(Task material Opens)

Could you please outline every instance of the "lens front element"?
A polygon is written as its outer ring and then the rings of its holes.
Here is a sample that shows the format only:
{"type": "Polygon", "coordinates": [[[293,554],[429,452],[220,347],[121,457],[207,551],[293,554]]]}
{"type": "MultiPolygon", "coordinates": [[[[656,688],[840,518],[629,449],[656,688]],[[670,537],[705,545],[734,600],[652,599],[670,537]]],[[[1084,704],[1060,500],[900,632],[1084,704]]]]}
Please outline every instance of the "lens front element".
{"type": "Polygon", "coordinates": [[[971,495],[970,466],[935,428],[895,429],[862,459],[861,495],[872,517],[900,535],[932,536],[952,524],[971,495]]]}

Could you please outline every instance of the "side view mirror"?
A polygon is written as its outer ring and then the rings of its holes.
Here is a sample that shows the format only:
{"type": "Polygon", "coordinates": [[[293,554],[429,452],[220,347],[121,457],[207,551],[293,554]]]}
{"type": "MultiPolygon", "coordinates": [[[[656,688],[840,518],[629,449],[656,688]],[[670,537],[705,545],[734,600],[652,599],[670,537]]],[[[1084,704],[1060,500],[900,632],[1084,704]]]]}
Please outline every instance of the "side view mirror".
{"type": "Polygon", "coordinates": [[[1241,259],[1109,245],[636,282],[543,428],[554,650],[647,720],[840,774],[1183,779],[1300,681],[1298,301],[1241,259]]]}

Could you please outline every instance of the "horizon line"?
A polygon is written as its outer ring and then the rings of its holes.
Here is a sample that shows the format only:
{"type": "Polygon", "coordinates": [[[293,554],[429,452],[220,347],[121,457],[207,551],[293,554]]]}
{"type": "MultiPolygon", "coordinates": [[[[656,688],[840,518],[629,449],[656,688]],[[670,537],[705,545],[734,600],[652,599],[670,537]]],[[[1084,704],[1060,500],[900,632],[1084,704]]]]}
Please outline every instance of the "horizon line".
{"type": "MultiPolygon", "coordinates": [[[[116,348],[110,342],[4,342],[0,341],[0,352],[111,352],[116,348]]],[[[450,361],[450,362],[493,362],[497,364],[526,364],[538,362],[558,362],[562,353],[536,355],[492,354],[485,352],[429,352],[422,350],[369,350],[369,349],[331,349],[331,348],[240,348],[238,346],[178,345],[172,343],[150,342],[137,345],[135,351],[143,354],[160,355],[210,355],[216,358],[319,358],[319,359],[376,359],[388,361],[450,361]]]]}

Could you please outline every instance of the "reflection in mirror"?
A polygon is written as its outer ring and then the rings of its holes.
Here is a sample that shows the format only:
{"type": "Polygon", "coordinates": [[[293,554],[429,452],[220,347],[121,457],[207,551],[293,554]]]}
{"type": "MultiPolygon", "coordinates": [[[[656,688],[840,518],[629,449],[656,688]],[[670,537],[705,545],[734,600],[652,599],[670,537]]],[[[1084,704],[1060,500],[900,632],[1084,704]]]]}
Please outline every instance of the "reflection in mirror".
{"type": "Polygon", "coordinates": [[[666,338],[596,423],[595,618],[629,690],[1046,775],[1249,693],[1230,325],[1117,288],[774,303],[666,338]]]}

(Task material Closes)

**Activity**: The records above are to be repeated in full, word for word.

**Response box**:
Could you please outline every instance of the "lens front element"?
A polygon is written as its outer ring and then the rings of its holes.
Here is a sample that shows the format only:
{"type": "Polygon", "coordinates": [[[293,554],[429,452],[220,347],[121,457],[207,551],[293,554]]]}
{"type": "MultiPolygon", "coordinates": [[[[656,688],[840,518],[629,449],[656,688]],[[670,537],[705,545],[734,600],[652,599],[670,537]]],[[[1084,704],[1060,500],[900,632],[1084,704]]]]}
Please outline every instance of the "lens front element".
{"type": "Polygon", "coordinates": [[[971,495],[970,466],[935,428],[895,429],[862,459],[861,495],[872,517],[900,535],[932,536],[952,524],[971,495]]]}

Could you please outline every instance of the "side view mirror"?
A polygon is written as its outer ring and then the rings of its holes.
Here is a sample that shows the format only:
{"type": "Polygon", "coordinates": [[[293,554],[429,452],[220,347],[121,457],[207,551],[293,554]]]}
{"type": "MultiPolygon", "coordinates": [[[[656,688],[840,518],[629,449],[656,688]],[[670,537],[705,545],[734,600],[652,599],[670,537]]],[[[1084,704],[1060,500],[900,632],[1084,704]]]]}
Please outline every instance of the "side view mirror".
{"type": "Polygon", "coordinates": [[[1241,259],[1109,245],[636,282],[543,428],[554,650],[647,720],[840,774],[1183,779],[1300,681],[1298,301],[1241,259]]]}

Could you please outline every instance of the "horizon line"?
A polygon is written as its outer ring and then the rings of its holes.
Here is a sample that shows the format only:
{"type": "Polygon", "coordinates": [[[293,554],[429,452],[220,347],[121,457],[207,551],[293,554]]]}
{"type": "MultiPolygon", "coordinates": [[[[656,688],[840,518],[629,449],[656,688]],[[670,537],[705,545],[734,600],[652,599],[670,537]]],[[[1084,704],[1060,500],[900,632],[1084,704]]]]}
Please outline every instance of the "horizon line".
{"type": "MultiPolygon", "coordinates": [[[[116,348],[110,342],[4,342],[0,341],[0,352],[111,352],[116,348]]],[[[450,361],[450,362],[493,362],[497,364],[526,364],[538,362],[558,362],[562,353],[536,355],[492,354],[485,352],[429,352],[422,350],[369,350],[369,349],[331,349],[331,348],[240,348],[238,346],[178,345],[172,343],[150,342],[137,345],[135,351],[143,354],[160,355],[210,355],[216,358],[319,358],[319,359],[376,359],[388,361],[450,361]]]]}

Could you please outline every instance of the "reflection in mirror"?
A polygon is written as its outer ring and then the rings of its holes.
Here is a sample that shows the format only:
{"type": "Polygon", "coordinates": [[[293,554],[429,452],[220,347],[121,457],[207,551],[293,554]]]}
{"type": "MultiPolygon", "coordinates": [[[[656,688],[840,518],[629,449],[656,688]],[[670,537],[705,545],[734,600],[652,599],[670,537]]],[[[1084,704],[1060,500],[900,632],[1084,704]]]]}
Please outline every instance of the "reflection in mirror".
{"type": "Polygon", "coordinates": [[[666,338],[596,423],[595,618],[629,690],[1046,775],[1249,693],[1230,325],[1117,288],[774,303],[666,338]]]}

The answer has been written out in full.